(Beginning of PROVIDED RECORDS)
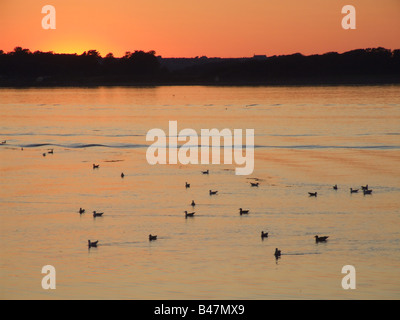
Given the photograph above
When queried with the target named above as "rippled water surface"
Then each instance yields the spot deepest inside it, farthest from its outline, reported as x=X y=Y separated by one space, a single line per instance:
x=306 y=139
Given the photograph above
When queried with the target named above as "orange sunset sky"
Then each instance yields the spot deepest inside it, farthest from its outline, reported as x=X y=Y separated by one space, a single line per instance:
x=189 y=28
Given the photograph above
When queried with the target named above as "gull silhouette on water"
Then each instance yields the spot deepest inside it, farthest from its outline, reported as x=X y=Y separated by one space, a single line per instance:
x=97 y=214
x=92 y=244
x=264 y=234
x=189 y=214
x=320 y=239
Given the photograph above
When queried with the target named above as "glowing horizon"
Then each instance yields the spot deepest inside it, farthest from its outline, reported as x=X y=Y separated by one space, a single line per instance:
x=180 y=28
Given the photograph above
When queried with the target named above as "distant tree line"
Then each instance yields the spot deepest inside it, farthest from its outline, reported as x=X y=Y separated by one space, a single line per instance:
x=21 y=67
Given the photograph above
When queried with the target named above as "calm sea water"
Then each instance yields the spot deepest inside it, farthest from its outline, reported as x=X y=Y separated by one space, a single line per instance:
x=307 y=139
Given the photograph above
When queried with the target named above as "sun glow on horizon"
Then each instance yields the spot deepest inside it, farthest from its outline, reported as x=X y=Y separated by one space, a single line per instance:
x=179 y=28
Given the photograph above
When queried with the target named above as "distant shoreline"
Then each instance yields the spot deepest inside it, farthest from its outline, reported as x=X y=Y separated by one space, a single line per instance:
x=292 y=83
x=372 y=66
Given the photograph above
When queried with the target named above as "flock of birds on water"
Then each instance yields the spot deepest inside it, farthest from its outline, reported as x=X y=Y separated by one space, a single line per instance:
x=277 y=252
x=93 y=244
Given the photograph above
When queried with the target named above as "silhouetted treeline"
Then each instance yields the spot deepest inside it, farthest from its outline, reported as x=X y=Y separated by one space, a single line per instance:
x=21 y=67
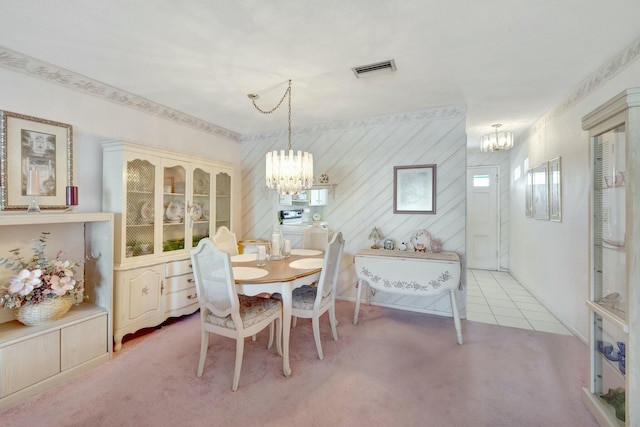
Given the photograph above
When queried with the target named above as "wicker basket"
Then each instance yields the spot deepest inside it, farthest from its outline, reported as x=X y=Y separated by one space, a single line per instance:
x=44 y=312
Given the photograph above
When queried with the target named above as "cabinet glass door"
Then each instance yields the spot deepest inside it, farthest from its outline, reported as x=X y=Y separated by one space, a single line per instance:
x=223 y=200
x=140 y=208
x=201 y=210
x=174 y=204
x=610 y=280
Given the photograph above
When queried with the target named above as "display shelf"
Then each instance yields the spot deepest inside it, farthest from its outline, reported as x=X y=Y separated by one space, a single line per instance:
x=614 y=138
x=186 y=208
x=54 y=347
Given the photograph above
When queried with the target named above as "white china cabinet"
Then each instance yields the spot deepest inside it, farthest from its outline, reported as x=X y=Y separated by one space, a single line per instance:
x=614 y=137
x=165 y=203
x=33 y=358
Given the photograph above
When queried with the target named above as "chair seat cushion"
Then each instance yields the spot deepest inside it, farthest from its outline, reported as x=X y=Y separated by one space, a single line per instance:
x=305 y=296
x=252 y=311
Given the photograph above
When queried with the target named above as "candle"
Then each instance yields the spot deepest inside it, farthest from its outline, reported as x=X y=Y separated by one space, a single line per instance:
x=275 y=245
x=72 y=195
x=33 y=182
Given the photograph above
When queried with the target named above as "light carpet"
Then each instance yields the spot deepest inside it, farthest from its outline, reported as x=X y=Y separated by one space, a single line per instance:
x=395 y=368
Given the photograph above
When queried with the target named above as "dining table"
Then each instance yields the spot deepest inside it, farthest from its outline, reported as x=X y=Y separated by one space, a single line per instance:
(End of PROVIDED RECORDS)
PROBLEM DESCRIPTION: Copy out all lines from the records where the word "distant" appears.

EXERCISE ANSWER:
When queried with the target named above as "distant tree line"
When queried with the target named above as "distant shoreline"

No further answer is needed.